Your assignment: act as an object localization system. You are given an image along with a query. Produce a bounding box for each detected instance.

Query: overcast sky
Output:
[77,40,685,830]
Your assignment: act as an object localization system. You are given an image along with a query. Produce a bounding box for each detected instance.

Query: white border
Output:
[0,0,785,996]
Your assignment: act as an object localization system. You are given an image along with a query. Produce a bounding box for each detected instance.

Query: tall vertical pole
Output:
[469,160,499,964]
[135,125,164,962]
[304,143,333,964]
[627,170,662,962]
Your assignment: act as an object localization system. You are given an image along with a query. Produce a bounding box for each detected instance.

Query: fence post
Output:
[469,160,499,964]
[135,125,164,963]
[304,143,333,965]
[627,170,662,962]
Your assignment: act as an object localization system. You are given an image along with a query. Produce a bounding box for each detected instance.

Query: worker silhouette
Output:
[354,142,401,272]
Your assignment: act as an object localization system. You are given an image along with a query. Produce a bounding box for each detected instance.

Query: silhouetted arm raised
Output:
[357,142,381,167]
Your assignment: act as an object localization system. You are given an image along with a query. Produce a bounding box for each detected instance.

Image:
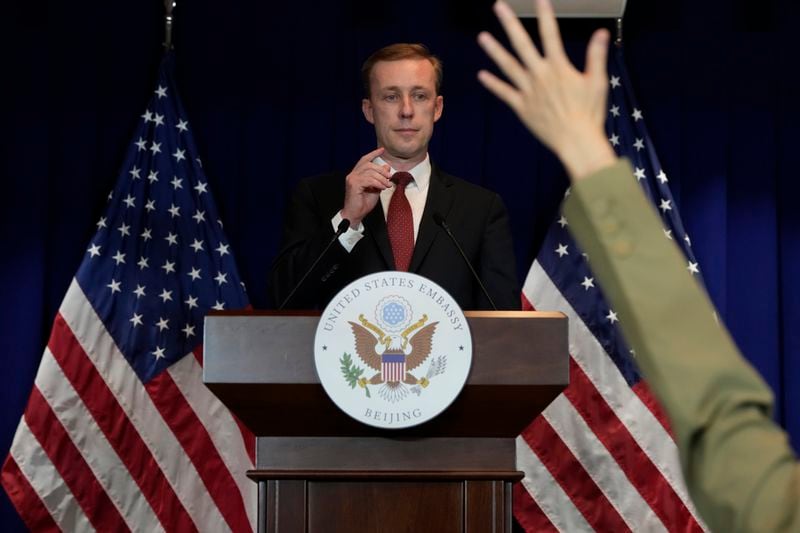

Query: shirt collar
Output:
[372,154,431,190]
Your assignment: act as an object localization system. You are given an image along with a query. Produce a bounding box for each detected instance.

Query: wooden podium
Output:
[203,311,569,533]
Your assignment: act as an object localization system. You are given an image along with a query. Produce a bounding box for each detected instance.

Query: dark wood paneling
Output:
[306,482,464,533]
[203,311,569,438]
[256,437,517,472]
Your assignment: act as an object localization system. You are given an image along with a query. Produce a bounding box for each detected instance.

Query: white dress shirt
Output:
[331,155,431,252]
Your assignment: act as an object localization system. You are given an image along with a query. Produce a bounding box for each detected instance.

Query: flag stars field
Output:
[1,53,256,533]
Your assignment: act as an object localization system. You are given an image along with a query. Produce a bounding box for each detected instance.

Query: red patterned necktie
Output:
[386,172,414,272]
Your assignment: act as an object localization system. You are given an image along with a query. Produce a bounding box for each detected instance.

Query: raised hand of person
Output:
[342,147,392,227]
[478,0,616,180]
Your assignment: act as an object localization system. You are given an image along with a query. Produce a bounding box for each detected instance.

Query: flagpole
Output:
[164,0,175,50]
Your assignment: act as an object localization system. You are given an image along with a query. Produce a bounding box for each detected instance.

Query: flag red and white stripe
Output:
[1,53,257,532]
[514,50,704,532]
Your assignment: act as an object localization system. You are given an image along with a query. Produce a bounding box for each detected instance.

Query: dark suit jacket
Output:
[271,165,520,309]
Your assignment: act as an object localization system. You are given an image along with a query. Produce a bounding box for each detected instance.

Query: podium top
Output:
[203,311,569,437]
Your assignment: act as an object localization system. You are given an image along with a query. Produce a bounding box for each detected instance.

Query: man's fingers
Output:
[478,70,520,112]
[494,0,542,70]
[536,0,567,61]
[478,31,528,88]
[586,29,611,86]
[358,146,385,164]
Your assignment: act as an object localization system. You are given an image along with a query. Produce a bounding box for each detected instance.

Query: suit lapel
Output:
[410,165,454,272]
[363,201,394,270]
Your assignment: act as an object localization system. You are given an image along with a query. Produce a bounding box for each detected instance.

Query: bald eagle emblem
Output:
[343,296,446,403]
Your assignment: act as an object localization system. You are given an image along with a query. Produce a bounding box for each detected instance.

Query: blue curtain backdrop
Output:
[0,0,800,530]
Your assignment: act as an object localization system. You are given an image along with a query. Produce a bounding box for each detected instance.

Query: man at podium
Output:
[271,43,520,309]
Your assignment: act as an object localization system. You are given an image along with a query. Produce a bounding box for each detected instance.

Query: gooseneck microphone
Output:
[433,213,497,311]
[278,218,350,311]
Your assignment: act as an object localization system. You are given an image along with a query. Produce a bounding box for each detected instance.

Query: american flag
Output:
[514,49,705,532]
[2,53,256,532]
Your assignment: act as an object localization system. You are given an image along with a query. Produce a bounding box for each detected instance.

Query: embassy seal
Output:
[314,271,472,429]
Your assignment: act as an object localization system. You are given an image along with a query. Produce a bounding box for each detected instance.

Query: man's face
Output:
[361,59,443,163]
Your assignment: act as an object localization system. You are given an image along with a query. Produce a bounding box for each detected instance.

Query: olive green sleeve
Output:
[564,160,800,532]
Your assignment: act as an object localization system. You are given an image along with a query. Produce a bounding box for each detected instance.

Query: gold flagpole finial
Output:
[164,0,175,50]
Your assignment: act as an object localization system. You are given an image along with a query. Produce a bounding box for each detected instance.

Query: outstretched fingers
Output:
[478,31,530,89]
[494,0,542,70]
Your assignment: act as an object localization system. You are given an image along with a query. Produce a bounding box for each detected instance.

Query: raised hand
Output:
[342,148,392,227]
[478,0,616,180]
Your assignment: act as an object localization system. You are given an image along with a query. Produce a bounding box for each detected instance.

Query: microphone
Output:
[278,218,350,311]
[433,213,497,311]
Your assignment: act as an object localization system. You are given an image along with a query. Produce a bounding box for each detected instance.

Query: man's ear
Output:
[361,98,375,124]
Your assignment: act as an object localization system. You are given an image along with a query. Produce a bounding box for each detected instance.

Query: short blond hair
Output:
[361,43,443,98]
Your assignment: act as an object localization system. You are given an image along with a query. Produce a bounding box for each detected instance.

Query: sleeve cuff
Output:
[331,211,364,253]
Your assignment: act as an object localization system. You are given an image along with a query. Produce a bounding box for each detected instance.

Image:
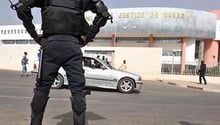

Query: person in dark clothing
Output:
[12,0,112,125]
[199,61,207,85]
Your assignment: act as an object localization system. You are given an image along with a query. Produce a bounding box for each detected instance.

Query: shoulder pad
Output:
[92,0,100,3]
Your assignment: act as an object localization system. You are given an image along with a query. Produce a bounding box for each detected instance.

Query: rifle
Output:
[8,0,16,10]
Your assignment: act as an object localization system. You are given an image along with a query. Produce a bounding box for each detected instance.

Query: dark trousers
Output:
[31,35,86,125]
[199,73,207,85]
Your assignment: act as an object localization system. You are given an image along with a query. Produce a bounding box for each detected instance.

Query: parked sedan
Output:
[32,56,143,93]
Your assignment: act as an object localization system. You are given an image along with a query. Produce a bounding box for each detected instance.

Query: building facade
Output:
[0,7,220,74]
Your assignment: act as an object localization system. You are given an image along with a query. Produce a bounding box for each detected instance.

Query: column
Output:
[180,37,187,75]
[148,34,154,47]
[112,34,116,47]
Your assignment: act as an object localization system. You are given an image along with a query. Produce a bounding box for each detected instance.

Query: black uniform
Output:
[14,0,112,125]
[199,61,207,85]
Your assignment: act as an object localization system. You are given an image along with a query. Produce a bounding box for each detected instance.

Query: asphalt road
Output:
[0,70,220,125]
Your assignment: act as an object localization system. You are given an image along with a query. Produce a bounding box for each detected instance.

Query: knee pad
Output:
[70,94,86,115]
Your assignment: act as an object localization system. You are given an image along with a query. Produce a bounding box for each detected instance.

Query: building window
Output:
[93,38,112,43]
[154,37,182,44]
[2,40,15,44]
[117,37,148,43]
[163,50,182,56]
[195,40,200,59]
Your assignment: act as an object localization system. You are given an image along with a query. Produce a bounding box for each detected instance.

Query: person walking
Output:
[21,52,28,76]
[199,61,207,85]
[119,60,127,71]
[13,0,112,125]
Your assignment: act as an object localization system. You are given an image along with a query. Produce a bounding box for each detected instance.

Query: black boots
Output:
[70,94,86,125]
[30,91,49,125]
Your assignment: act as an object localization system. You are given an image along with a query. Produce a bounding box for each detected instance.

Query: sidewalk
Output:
[158,74,220,93]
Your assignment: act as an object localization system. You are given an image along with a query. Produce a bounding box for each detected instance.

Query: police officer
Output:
[13,0,112,125]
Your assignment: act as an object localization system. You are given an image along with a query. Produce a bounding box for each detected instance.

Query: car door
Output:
[84,57,113,88]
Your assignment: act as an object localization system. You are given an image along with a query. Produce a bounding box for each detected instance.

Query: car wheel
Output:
[118,78,135,93]
[51,74,64,89]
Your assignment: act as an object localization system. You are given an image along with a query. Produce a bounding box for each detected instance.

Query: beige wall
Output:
[0,45,162,79]
[0,45,39,71]
[83,47,162,79]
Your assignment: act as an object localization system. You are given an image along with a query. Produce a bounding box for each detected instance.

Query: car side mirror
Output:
[100,65,107,70]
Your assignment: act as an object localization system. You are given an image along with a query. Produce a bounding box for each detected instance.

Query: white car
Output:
[32,56,143,93]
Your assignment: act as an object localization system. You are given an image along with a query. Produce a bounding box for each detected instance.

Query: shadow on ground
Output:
[54,112,105,125]
[179,121,202,125]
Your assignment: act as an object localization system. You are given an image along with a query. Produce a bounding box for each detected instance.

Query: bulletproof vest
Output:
[42,0,89,36]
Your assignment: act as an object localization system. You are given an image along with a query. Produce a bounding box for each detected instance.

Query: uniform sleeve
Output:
[15,0,38,38]
[86,0,112,40]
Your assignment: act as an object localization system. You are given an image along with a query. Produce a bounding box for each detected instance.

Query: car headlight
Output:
[138,77,142,81]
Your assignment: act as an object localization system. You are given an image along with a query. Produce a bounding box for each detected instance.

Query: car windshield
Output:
[84,57,115,69]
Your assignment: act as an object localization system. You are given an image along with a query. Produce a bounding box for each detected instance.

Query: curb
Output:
[163,80,220,93]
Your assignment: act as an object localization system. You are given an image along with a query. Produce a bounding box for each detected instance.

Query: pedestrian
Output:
[21,52,28,76]
[119,60,127,71]
[37,49,41,61]
[14,0,112,125]
[199,61,207,85]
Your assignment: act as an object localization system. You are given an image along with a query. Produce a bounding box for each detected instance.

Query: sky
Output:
[0,0,220,25]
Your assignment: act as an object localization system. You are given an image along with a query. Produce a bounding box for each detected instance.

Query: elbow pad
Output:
[93,0,112,19]
[15,2,33,21]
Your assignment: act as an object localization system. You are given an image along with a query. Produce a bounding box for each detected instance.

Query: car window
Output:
[84,57,104,69]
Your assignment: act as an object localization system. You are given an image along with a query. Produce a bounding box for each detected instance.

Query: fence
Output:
[161,63,220,77]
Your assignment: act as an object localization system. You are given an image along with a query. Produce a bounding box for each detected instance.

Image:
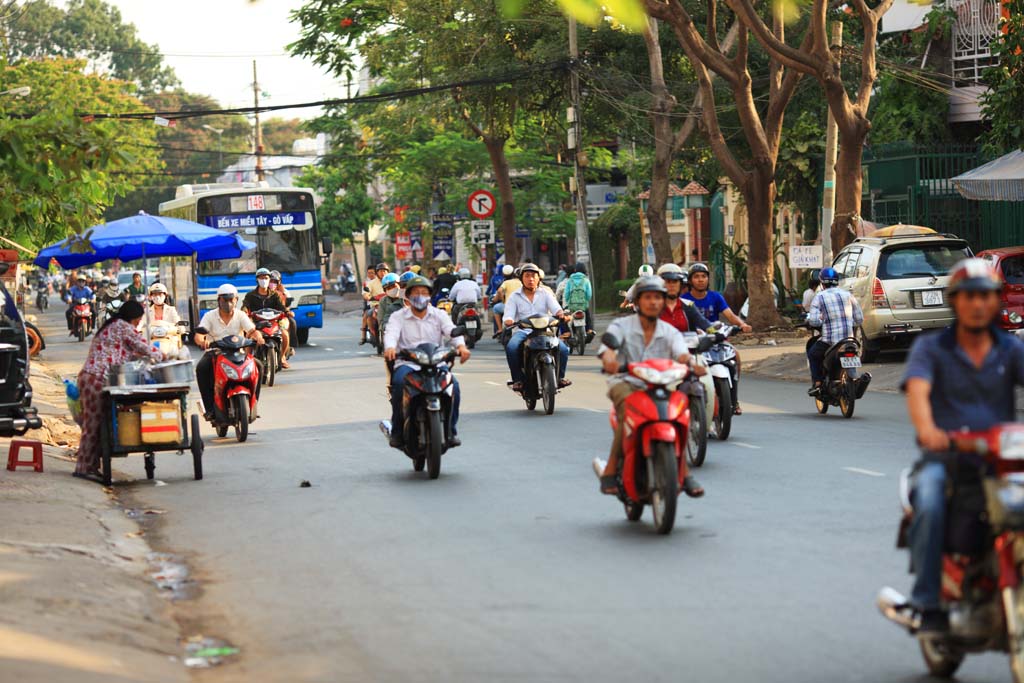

Task instructions:
Report each line of the items above that contains the string "flagpole", copied in full. Treat the match as case-sensitive.

Complete output:
Query: flagpole
Query: gold flagpole finial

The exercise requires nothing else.